▸ **What is expected**:
Only the number is wanted: how many lines of these entries contain the word "canopy"?

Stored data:
* * * * *

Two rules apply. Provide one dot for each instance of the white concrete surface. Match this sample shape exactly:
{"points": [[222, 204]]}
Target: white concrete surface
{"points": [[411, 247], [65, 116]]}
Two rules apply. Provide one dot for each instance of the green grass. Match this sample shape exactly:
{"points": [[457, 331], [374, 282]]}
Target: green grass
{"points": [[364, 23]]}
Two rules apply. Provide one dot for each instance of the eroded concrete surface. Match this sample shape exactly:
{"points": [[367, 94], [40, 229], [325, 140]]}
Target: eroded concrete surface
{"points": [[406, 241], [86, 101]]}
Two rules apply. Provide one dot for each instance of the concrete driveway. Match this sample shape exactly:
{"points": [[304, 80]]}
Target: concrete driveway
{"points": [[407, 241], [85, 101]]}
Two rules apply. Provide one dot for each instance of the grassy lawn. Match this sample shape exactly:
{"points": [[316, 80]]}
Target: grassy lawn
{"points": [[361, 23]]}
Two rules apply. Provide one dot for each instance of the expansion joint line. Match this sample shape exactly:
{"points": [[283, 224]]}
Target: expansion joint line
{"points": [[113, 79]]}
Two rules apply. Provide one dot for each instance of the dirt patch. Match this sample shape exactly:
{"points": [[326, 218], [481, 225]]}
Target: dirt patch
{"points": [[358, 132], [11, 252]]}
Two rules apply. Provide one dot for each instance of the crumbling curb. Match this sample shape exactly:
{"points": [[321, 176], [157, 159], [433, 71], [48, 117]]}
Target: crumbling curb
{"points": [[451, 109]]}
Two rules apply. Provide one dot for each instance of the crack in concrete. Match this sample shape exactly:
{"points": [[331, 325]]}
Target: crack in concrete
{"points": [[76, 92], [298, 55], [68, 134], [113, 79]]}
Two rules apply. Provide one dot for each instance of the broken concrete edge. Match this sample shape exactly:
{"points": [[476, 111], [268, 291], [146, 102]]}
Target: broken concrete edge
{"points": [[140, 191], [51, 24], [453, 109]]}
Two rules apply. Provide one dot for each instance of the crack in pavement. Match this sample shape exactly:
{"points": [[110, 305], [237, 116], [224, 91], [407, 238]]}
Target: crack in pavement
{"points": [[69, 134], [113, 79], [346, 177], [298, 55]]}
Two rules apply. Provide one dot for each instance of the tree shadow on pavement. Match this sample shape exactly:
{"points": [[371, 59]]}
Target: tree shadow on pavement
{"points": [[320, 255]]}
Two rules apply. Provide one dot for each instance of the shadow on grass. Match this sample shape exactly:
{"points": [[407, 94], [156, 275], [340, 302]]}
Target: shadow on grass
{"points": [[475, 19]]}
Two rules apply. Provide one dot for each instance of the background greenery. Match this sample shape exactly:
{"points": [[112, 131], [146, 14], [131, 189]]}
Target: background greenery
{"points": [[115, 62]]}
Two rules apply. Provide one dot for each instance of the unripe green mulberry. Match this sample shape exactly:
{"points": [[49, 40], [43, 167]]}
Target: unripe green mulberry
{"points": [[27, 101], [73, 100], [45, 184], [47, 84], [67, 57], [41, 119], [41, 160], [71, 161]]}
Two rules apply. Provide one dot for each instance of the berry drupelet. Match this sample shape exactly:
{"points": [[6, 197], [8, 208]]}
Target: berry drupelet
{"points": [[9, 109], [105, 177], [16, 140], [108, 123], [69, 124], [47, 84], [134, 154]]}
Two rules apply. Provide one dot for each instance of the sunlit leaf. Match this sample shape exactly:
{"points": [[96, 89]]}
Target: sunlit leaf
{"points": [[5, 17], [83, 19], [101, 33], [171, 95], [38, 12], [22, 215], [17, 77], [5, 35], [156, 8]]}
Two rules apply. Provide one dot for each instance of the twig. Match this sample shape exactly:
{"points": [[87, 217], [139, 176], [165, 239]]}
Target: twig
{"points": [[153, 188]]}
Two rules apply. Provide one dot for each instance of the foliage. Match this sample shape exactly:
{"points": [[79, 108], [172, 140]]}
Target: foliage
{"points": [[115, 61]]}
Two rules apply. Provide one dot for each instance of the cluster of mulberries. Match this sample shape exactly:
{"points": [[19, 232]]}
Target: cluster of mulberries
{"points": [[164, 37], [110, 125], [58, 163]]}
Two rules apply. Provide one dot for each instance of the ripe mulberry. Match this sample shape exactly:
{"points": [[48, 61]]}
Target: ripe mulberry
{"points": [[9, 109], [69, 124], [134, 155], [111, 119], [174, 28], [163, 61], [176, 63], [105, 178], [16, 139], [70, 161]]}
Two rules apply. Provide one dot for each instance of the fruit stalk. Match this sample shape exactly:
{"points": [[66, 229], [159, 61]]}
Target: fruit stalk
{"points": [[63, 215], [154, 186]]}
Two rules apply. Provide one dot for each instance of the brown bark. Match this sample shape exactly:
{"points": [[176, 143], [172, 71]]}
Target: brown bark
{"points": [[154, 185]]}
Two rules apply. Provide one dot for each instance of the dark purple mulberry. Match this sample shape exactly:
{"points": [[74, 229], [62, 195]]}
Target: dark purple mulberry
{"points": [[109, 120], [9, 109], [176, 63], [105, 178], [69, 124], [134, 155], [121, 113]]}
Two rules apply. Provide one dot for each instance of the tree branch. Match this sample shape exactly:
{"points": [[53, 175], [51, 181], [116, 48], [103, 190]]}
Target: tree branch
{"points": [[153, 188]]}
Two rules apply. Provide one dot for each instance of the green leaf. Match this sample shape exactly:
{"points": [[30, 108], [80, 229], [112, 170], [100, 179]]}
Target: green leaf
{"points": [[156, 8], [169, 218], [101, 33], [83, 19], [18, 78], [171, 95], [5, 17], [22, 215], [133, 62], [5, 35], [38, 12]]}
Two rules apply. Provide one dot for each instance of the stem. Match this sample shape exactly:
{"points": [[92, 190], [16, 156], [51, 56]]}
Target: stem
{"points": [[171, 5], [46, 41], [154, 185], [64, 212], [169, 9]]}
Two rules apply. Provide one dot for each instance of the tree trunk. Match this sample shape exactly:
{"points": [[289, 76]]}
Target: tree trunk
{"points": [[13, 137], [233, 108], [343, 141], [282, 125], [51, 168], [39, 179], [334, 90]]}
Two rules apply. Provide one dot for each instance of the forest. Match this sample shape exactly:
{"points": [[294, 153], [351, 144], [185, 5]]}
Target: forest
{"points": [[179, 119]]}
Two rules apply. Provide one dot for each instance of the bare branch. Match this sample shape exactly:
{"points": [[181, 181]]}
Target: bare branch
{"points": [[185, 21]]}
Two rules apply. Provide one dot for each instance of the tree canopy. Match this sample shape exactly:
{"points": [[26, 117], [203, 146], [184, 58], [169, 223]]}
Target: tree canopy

* * * * *

▸ **Exercise answer**:
2